Exercise instructions: From the line containing "black electrical outlet." through the last line of the records, print every line exactly and nothing more.

(Listed records)

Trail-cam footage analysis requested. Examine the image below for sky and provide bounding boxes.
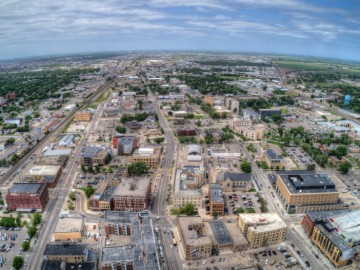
[1,0,360,61]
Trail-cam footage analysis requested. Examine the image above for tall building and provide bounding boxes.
[209,184,225,216]
[238,213,288,249]
[275,170,343,213]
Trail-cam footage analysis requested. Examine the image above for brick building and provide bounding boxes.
[6,183,49,212]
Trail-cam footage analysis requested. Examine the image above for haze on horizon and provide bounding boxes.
[1,0,360,61]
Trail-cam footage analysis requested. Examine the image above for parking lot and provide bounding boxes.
[0,226,28,269]
[284,147,314,169]
[75,173,108,188]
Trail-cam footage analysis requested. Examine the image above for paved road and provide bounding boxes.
[26,75,118,269]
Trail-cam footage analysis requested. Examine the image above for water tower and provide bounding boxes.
[344,95,351,106]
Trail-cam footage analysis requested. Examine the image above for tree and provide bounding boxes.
[83,186,96,198]
[246,208,256,213]
[69,191,76,201]
[115,126,126,133]
[236,207,245,214]
[7,137,15,144]
[307,163,316,171]
[334,145,348,159]
[184,203,195,216]
[32,213,42,226]
[154,137,165,144]
[212,210,218,219]
[338,161,352,174]
[27,226,37,238]
[241,161,252,173]
[16,212,21,227]
[127,162,149,176]
[12,256,24,270]
[21,241,30,251]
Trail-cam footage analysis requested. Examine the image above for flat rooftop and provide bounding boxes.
[54,217,83,233]
[113,177,150,198]
[44,243,87,256]
[104,211,132,224]
[9,183,45,194]
[35,155,67,166]
[209,184,224,203]
[41,261,95,270]
[277,170,338,194]
[265,149,283,160]
[102,246,134,263]
[178,216,212,246]
[209,221,233,245]
[27,165,61,176]
[239,213,287,233]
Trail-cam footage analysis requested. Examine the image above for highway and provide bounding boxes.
[25,73,118,269]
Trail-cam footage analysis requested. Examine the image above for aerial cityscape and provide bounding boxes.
[1,1,360,270]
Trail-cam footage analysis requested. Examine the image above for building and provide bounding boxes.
[275,170,343,213]
[75,110,92,122]
[59,135,75,147]
[4,118,22,126]
[243,108,261,122]
[176,216,212,260]
[205,220,234,252]
[224,97,239,113]
[263,149,285,169]
[231,116,252,128]
[89,183,116,211]
[177,128,196,136]
[187,144,202,162]
[209,184,225,216]
[218,172,252,192]
[173,166,203,210]
[6,183,49,212]
[303,209,360,268]
[101,211,160,270]
[131,147,161,169]
[43,244,89,263]
[43,144,72,157]
[259,109,281,118]
[53,217,84,242]
[43,119,60,133]
[35,155,68,168]
[169,92,185,100]
[204,95,214,106]
[5,92,16,100]
[238,213,288,249]
[112,178,151,212]
[209,145,241,158]
[41,260,95,270]
[80,146,111,166]
[117,136,137,155]
[23,165,62,188]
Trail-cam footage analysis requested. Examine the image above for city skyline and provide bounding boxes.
[1,0,360,61]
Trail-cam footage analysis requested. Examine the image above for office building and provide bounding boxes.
[75,110,92,122]
[117,136,137,155]
[89,183,116,211]
[275,170,343,213]
[80,146,111,166]
[6,183,49,212]
[238,213,288,249]
[53,216,84,242]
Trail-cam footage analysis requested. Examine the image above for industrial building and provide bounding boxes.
[275,170,343,213]
[23,165,62,188]
[35,154,68,168]
[238,213,288,249]
[6,183,49,212]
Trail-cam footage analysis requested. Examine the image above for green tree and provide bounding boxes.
[21,241,30,251]
[115,126,126,133]
[127,162,149,176]
[338,161,352,174]
[7,137,15,144]
[241,161,252,173]
[83,186,96,198]
[27,226,37,238]
[15,212,21,227]
[246,208,256,213]
[154,137,165,144]
[212,210,218,219]
[32,213,42,226]
[184,203,195,216]
[69,191,76,201]
[314,154,328,167]
[12,256,24,270]
[236,207,245,214]
[307,163,316,170]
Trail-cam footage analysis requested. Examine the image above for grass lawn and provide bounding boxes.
[94,89,111,103]
[84,104,98,110]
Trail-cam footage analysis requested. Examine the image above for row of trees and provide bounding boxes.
[120,112,148,123]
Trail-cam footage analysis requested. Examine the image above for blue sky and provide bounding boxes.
[1,0,360,60]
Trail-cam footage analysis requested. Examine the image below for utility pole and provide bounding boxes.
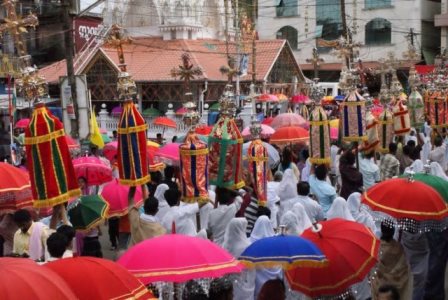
[224,0,230,60]
[252,0,256,84]
[235,0,241,107]
[62,0,79,138]
[340,0,352,67]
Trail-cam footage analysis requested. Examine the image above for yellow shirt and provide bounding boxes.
[12,222,49,257]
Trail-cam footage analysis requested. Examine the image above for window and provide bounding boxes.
[316,0,342,52]
[365,18,391,45]
[365,0,392,9]
[276,26,298,50]
[276,0,298,17]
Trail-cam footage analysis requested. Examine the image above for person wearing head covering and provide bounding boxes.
[266,171,282,229]
[404,159,424,174]
[429,161,448,180]
[280,212,300,235]
[296,182,324,223]
[250,216,283,300]
[300,158,311,182]
[346,192,377,234]
[154,184,170,221]
[291,203,313,234]
[276,169,298,220]
[429,136,447,171]
[326,197,355,221]
[223,218,255,300]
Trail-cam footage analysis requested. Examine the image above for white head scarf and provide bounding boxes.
[292,202,312,234]
[430,162,448,180]
[276,169,298,201]
[250,216,274,243]
[405,159,424,174]
[280,211,300,235]
[223,218,250,257]
[346,192,378,233]
[326,197,355,221]
[154,184,170,220]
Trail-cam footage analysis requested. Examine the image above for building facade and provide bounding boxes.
[258,0,441,81]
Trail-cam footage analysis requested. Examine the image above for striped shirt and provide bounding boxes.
[244,197,259,235]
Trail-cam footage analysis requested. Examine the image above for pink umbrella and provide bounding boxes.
[111,106,123,116]
[175,107,188,115]
[154,143,180,165]
[330,127,339,140]
[101,179,143,217]
[291,94,310,104]
[72,156,113,186]
[15,118,30,129]
[270,113,307,129]
[117,234,243,284]
[256,94,279,102]
[241,124,275,138]
[103,141,119,162]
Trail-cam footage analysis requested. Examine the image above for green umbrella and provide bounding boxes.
[142,107,161,117]
[209,102,220,111]
[400,173,448,203]
[68,195,109,231]
[101,133,111,143]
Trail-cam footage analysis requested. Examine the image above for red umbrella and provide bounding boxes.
[0,258,77,299]
[14,118,30,129]
[0,162,33,213]
[153,116,177,129]
[72,156,113,186]
[256,94,279,102]
[262,117,274,125]
[195,125,213,135]
[118,234,243,284]
[103,141,119,162]
[101,179,144,217]
[269,126,309,144]
[362,178,448,231]
[45,257,155,300]
[286,219,380,298]
[270,113,307,129]
[291,94,311,104]
[65,136,80,150]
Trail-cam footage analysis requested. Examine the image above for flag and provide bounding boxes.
[316,38,339,48]
[90,108,104,149]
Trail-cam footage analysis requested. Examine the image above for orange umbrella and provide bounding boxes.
[0,162,33,213]
[275,93,289,102]
[269,126,309,144]
[153,116,176,129]
[257,94,279,102]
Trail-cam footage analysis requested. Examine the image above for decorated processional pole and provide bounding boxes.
[0,0,80,215]
[105,25,149,200]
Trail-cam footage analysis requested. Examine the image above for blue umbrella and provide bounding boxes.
[239,234,327,270]
[334,95,345,101]
[243,141,280,169]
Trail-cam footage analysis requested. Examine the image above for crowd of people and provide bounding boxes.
[0,122,447,300]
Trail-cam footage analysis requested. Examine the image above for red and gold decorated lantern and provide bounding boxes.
[392,98,411,136]
[424,90,447,129]
[408,90,425,129]
[377,109,394,153]
[247,123,268,206]
[117,100,150,186]
[362,111,379,153]
[309,106,331,164]
[341,91,367,142]
[25,103,80,208]
[208,116,244,189]
[180,132,209,204]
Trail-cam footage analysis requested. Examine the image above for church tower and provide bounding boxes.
[103,0,234,41]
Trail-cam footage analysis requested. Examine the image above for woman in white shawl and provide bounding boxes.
[280,212,300,235]
[326,197,355,221]
[276,169,298,220]
[250,216,282,299]
[346,192,377,234]
[430,161,448,180]
[291,203,312,234]
[404,159,424,174]
[154,184,170,221]
[223,218,255,300]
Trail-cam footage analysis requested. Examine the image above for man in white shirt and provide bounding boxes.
[296,182,324,222]
[161,189,201,236]
[429,136,447,171]
[207,187,243,246]
[359,151,380,190]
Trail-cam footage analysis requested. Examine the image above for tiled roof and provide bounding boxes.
[40,38,295,84]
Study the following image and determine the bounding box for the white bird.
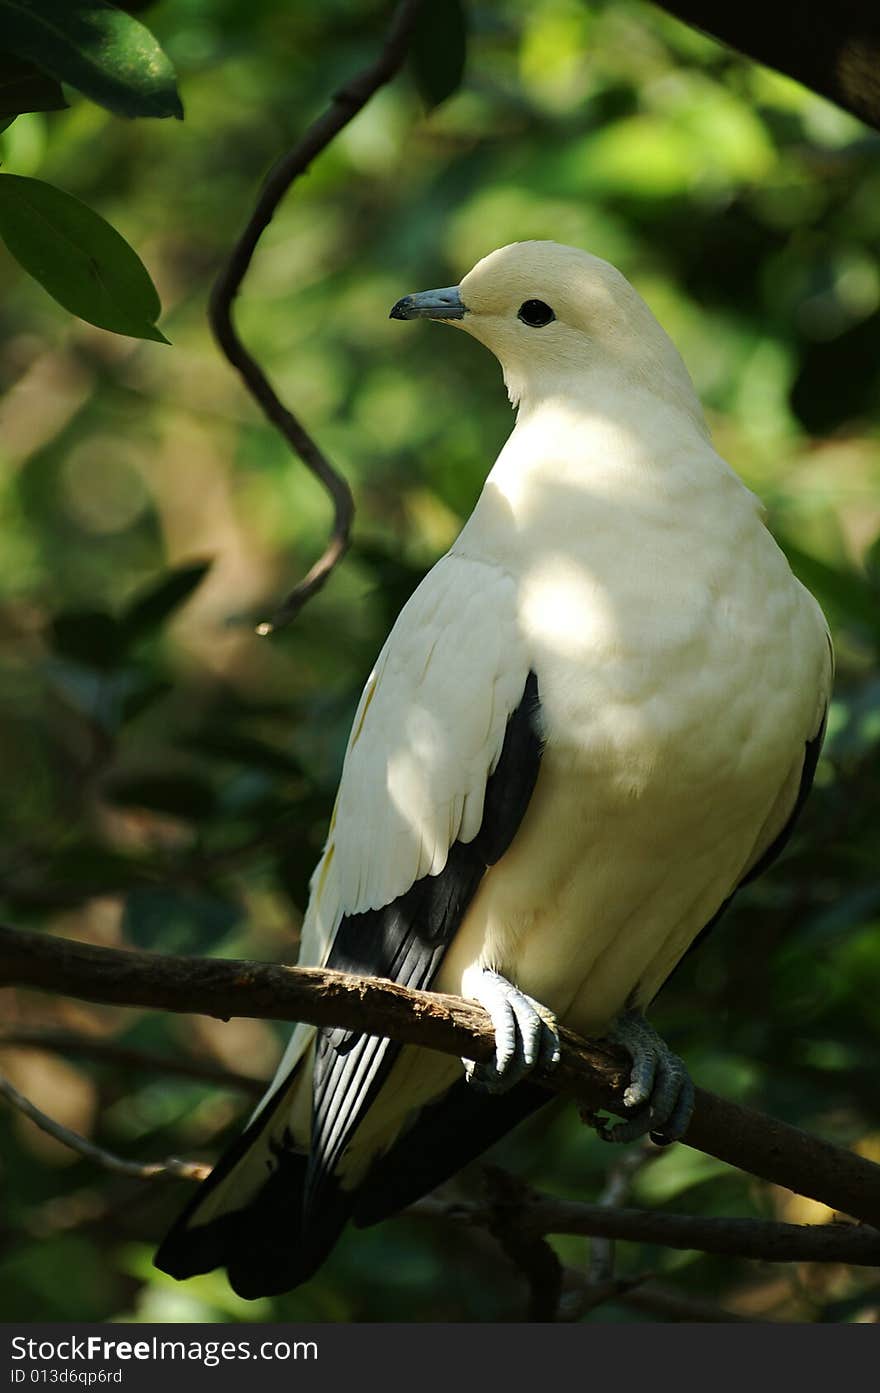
[156,241,832,1298]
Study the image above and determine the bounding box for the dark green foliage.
[0,175,170,342]
[0,0,182,119]
[120,561,212,641]
[410,0,468,111]
[0,0,179,338]
[0,52,66,118]
[50,608,126,668]
[104,771,218,820]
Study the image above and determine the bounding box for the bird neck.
[505,373,715,486]
[453,378,755,568]
[513,354,708,430]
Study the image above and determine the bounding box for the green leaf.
[120,559,212,640]
[0,174,169,341]
[0,51,66,116]
[50,609,124,668]
[0,0,182,120]
[410,0,467,111]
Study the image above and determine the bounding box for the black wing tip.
[155,1220,350,1301]
[155,1149,352,1299]
[154,1224,333,1300]
[154,1205,242,1283]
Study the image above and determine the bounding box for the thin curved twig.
[209,0,425,635]
[0,1073,209,1183]
[588,1140,659,1284]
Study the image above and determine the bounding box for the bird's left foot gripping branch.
[155,241,831,1300]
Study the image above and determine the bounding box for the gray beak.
[389,286,467,321]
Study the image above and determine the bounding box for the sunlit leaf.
[0,174,169,340]
[0,0,183,120]
[561,117,700,198]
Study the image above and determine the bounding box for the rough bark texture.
[3,923,880,1228]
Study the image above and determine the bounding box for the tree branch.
[480,1166,563,1320]
[0,1073,209,1183]
[208,0,425,635]
[528,1197,880,1266]
[418,1188,880,1267]
[654,3,880,132]
[3,923,880,1230]
[587,1140,659,1284]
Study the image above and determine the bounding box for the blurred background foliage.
[1,0,879,1324]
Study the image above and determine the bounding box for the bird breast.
[440,420,829,1036]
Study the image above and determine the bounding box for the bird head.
[390,240,700,417]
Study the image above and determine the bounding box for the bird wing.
[306,551,533,953]
[154,552,542,1292]
[297,552,540,1209]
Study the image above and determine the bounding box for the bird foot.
[463,969,561,1094]
[598,1009,694,1145]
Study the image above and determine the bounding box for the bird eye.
[517,299,555,328]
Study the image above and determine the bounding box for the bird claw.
[463,969,561,1094]
[597,1009,694,1145]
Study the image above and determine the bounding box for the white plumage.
[157,241,831,1295]
[326,556,528,921]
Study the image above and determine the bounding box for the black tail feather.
[156,1064,552,1296]
[155,1065,353,1299]
[225,1148,352,1299]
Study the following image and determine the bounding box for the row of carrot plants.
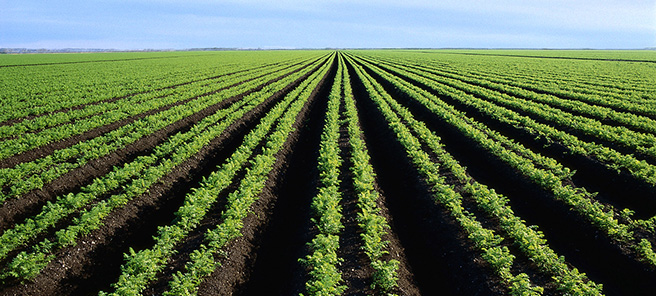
[0,57,310,140]
[0,55,325,261]
[360,56,656,164]
[369,52,656,118]
[351,55,656,266]
[457,59,656,100]
[159,54,334,296]
[429,50,656,96]
[0,57,318,160]
[355,53,656,191]
[342,56,400,294]
[359,56,574,180]
[352,54,628,294]
[389,60,656,136]
[0,52,321,123]
[0,56,332,283]
[0,56,326,204]
[299,55,347,295]
[433,62,656,118]
[347,56,549,295]
[301,55,400,295]
[370,54,656,202]
[0,55,234,122]
[100,53,335,296]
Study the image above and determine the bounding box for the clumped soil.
[354,57,656,295]
[0,56,328,296]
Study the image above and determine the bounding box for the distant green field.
[0,51,211,66]
[397,49,656,62]
[1,50,655,296]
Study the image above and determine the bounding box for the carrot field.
[1,50,655,295]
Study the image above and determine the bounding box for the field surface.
[1,50,655,295]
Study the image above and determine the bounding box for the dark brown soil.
[0,58,322,234]
[233,53,420,296]
[196,55,335,296]
[139,56,333,296]
[0,57,319,169]
[337,120,376,296]
[369,58,656,219]
[0,55,331,296]
[4,51,654,296]
[398,61,656,122]
[335,67,420,296]
[449,71,656,136]
[345,57,502,296]
[0,58,311,129]
[354,56,656,296]
[346,97,422,296]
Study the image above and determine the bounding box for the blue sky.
[1,0,655,49]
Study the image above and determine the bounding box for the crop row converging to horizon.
[0,49,655,296]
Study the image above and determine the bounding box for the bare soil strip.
[0,58,309,128]
[356,59,656,296]
[0,60,321,234]
[194,57,335,296]
[368,59,656,219]
[336,110,375,295]
[229,59,336,296]
[346,60,501,296]
[0,56,330,296]
[338,81,421,295]
[0,58,317,169]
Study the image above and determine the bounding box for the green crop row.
[385,60,656,136]
[299,55,346,296]
[354,55,656,267]
[424,61,656,118]
[161,54,334,296]
[300,55,402,295]
[0,51,324,123]
[0,56,331,283]
[373,50,656,100]
[342,56,400,294]
[0,56,325,204]
[0,55,326,266]
[361,55,656,164]
[348,55,545,295]
[0,60,303,159]
[349,53,607,295]
[360,53,656,188]
[100,54,334,296]
[0,57,309,140]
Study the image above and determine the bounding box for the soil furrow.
[0,59,319,234]
[336,107,374,295]
[0,58,314,169]
[345,59,500,296]
[195,55,335,296]
[141,57,332,295]
[410,64,656,135]
[0,58,310,128]
[372,60,656,167]
[0,56,330,296]
[340,82,422,296]
[356,58,656,296]
[361,59,656,219]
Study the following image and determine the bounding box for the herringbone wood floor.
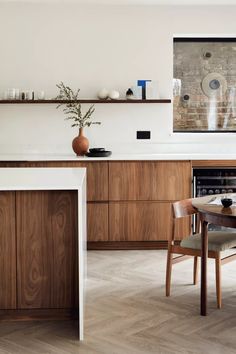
[0,250,236,354]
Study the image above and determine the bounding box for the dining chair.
[166,198,236,308]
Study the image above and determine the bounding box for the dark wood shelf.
[0,99,171,104]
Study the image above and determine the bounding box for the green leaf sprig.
[55,82,101,128]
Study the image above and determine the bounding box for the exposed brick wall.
[173,41,236,132]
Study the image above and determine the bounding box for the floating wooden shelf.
[0,99,171,104]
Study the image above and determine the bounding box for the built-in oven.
[193,168,236,231]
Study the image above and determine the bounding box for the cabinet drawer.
[109,202,190,241]
[109,161,191,201]
[87,203,109,242]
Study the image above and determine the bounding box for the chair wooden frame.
[166,198,236,309]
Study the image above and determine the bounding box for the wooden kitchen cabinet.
[0,192,16,309]
[109,202,190,241]
[0,159,192,250]
[16,190,77,309]
[109,161,191,201]
[87,203,109,241]
[108,161,191,243]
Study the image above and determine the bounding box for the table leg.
[201,219,208,316]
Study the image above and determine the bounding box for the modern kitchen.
[1,1,236,354]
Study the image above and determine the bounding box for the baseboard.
[0,308,78,322]
[87,241,169,250]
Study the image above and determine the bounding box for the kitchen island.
[0,167,86,340]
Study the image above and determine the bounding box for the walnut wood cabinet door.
[109,161,191,201]
[16,190,77,309]
[65,162,108,201]
[109,202,190,241]
[0,192,16,309]
[155,161,191,200]
[84,162,108,201]
[87,203,109,241]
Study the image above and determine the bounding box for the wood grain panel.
[0,163,24,167]
[109,202,190,241]
[16,191,77,309]
[109,161,191,201]
[156,161,191,200]
[87,241,170,250]
[0,308,76,321]
[192,160,236,167]
[83,162,108,201]
[0,192,16,309]
[87,203,108,242]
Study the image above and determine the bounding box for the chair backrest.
[172,198,198,219]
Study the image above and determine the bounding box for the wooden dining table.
[192,194,236,316]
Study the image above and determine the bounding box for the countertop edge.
[1,154,236,161]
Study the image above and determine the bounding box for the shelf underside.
[0,99,171,104]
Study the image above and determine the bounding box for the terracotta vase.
[72,127,89,156]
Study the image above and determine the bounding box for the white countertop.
[0,152,236,161]
[0,167,86,190]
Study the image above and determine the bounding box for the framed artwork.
[173,38,236,133]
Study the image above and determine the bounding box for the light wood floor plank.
[0,250,236,353]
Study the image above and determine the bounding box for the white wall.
[1,3,236,154]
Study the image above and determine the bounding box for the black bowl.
[89,148,105,153]
[85,151,112,158]
[221,198,233,208]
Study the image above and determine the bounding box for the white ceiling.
[1,0,236,4]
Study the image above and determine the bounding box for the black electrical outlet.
[136,131,151,139]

(End Listed records)

Exercise solution:
Study the image above and determine the bounding box for the black electrical outlet.
[136,131,151,139]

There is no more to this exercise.